Segment Open

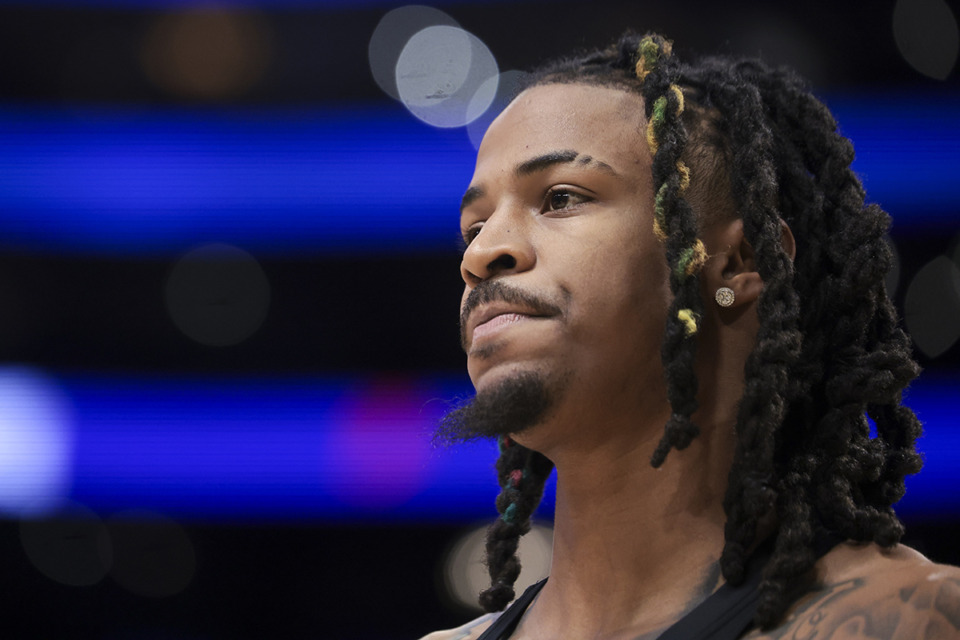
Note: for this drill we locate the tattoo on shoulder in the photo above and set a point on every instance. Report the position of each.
(928, 610)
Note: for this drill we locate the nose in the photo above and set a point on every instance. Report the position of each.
(502, 246)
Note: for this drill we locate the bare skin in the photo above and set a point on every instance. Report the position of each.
(561, 207)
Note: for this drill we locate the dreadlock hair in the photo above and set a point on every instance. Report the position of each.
(731, 138)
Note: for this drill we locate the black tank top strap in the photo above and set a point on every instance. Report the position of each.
(725, 615)
(505, 625)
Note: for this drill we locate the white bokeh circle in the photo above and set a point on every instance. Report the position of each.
(446, 76)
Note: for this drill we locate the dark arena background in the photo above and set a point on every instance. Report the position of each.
(229, 286)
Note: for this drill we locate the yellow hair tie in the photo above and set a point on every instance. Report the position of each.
(658, 231)
(684, 172)
(689, 320)
(698, 259)
(677, 92)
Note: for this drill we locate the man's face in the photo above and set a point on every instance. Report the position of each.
(563, 275)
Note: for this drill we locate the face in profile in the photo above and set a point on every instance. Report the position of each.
(564, 280)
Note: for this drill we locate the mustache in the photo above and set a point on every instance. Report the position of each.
(496, 291)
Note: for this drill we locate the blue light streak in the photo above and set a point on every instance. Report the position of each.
(334, 450)
(136, 181)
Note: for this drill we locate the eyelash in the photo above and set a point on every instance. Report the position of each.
(471, 233)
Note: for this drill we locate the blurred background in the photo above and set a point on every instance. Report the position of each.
(229, 283)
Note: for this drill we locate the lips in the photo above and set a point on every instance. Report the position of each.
(488, 319)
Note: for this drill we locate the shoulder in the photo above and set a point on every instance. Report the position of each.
(866, 592)
(469, 631)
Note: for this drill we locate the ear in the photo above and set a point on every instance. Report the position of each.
(732, 263)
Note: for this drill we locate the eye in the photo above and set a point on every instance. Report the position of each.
(559, 198)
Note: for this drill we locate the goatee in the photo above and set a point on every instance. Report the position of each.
(511, 406)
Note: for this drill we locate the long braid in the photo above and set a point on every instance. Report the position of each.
(676, 225)
(522, 474)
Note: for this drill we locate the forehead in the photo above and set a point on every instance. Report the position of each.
(603, 122)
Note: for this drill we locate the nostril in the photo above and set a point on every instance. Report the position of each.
(502, 262)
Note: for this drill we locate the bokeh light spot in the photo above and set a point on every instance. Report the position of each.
(444, 76)
(218, 295)
(932, 306)
(465, 571)
(36, 443)
(393, 31)
(152, 555)
(71, 547)
(927, 36)
(207, 53)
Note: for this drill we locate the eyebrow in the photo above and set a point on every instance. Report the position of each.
(540, 163)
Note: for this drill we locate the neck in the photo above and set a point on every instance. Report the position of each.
(634, 547)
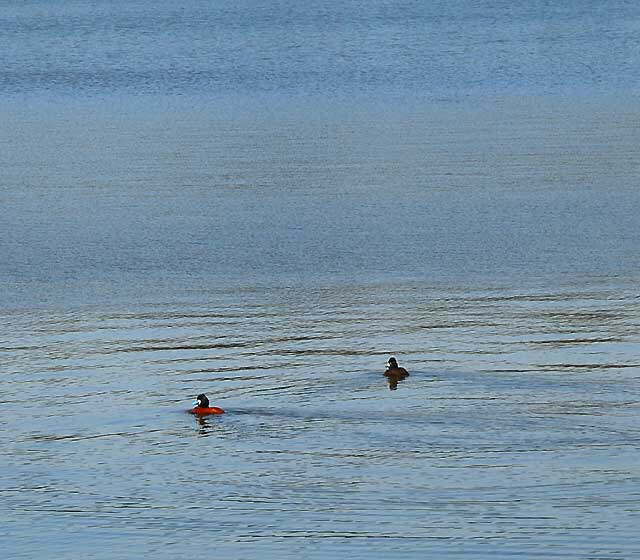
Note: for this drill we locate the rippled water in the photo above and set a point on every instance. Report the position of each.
(263, 202)
(515, 433)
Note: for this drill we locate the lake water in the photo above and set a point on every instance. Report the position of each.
(263, 201)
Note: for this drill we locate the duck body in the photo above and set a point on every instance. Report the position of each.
(203, 410)
(202, 406)
(394, 370)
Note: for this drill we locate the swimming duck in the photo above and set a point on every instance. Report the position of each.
(201, 406)
(394, 370)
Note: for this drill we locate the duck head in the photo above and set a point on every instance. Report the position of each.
(201, 401)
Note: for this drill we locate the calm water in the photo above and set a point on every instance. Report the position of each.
(263, 201)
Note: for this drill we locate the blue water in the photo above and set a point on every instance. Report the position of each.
(263, 201)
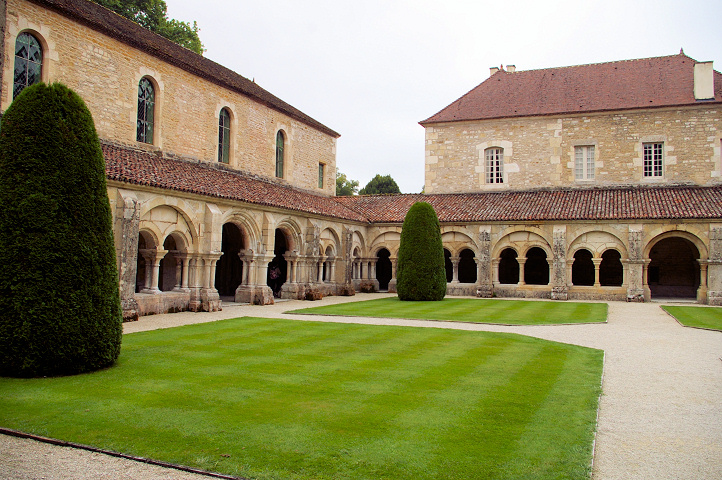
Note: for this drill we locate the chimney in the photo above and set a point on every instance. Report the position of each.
(703, 81)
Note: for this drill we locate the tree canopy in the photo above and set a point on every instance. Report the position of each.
(420, 273)
(153, 15)
(344, 186)
(380, 185)
(59, 300)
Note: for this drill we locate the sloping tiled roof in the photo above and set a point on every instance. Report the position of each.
(629, 84)
(139, 167)
(616, 203)
(126, 31)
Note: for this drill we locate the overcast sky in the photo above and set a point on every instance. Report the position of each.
(371, 70)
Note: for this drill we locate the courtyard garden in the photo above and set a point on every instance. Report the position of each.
(474, 310)
(699, 317)
(280, 399)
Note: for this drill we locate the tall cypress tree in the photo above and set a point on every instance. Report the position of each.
(420, 274)
(59, 301)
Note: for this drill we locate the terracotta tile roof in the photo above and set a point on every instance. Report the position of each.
(628, 84)
(139, 167)
(615, 203)
(109, 23)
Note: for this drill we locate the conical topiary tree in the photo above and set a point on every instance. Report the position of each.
(420, 273)
(59, 300)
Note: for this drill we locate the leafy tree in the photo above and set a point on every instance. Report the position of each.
(420, 274)
(59, 300)
(344, 186)
(380, 185)
(153, 15)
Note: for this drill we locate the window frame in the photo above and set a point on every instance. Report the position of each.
(27, 61)
(494, 165)
(653, 159)
(584, 163)
(146, 112)
(224, 136)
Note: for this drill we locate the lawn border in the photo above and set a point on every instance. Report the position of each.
(291, 312)
(682, 324)
(79, 446)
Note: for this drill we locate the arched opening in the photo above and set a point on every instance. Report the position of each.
(508, 267)
(144, 266)
(229, 268)
(611, 271)
(536, 267)
(583, 268)
(383, 268)
(673, 269)
(467, 266)
(169, 273)
(278, 267)
(448, 266)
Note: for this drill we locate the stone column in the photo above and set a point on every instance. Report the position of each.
(636, 269)
(714, 266)
(159, 254)
(485, 271)
(521, 262)
(597, 262)
(126, 232)
(455, 269)
(559, 279)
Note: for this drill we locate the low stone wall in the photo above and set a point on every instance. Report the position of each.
(164, 302)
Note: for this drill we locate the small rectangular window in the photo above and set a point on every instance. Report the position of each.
(494, 165)
(653, 161)
(584, 162)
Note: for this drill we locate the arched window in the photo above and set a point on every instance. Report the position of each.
(146, 107)
(224, 136)
(494, 165)
(28, 62)
(279, 154)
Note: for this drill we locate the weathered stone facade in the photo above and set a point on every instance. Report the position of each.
(539, 151)
(183, 247)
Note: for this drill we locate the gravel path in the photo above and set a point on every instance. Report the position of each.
(660, 415)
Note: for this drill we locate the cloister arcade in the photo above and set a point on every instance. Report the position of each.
(186, 262)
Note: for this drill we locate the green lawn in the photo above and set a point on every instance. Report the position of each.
(281, 399)
(506, 312)
(700, 317)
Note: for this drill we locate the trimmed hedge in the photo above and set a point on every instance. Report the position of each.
(420, 274)
(59, 300)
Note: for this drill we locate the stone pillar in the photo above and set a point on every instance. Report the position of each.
(126, 232)
(636, 269)
(559, 278)
(159, 254)
(597, 262)
(714, 266)
(702, 290)
(455, 269)
(485, 270)
(521, 261)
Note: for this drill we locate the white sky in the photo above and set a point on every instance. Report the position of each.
(372, 69)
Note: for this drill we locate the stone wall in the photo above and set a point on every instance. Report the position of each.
(539, 151)
(106, 72)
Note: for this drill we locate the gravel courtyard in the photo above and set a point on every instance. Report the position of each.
(660, 415)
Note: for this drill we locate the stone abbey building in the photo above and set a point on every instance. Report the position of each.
(589, 182)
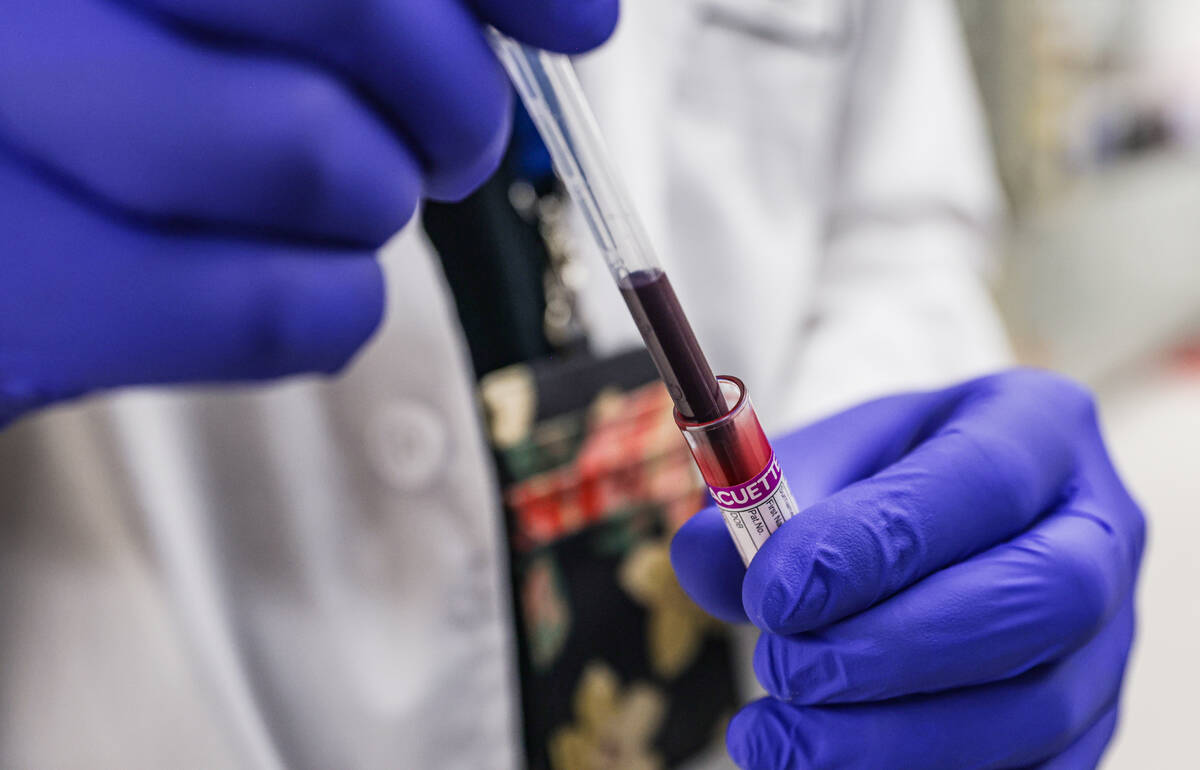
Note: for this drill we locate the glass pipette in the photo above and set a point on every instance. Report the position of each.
(714, 414)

Segment Closed

About this task ▸ Take the line with "Note: for this drill we locate the stone abbey" and each line after it through the end of the material above, and reproduce them exactly, without the pictures.

Task result ▸
Note: for this drill we locate the stone abbey building in the photo above and set a point on every instance. Report the position of each.
(589, 182)
Note: for this drill we locate the glass pipette in the photo above and set a point on every instance. Report the position of each.
(714, 414)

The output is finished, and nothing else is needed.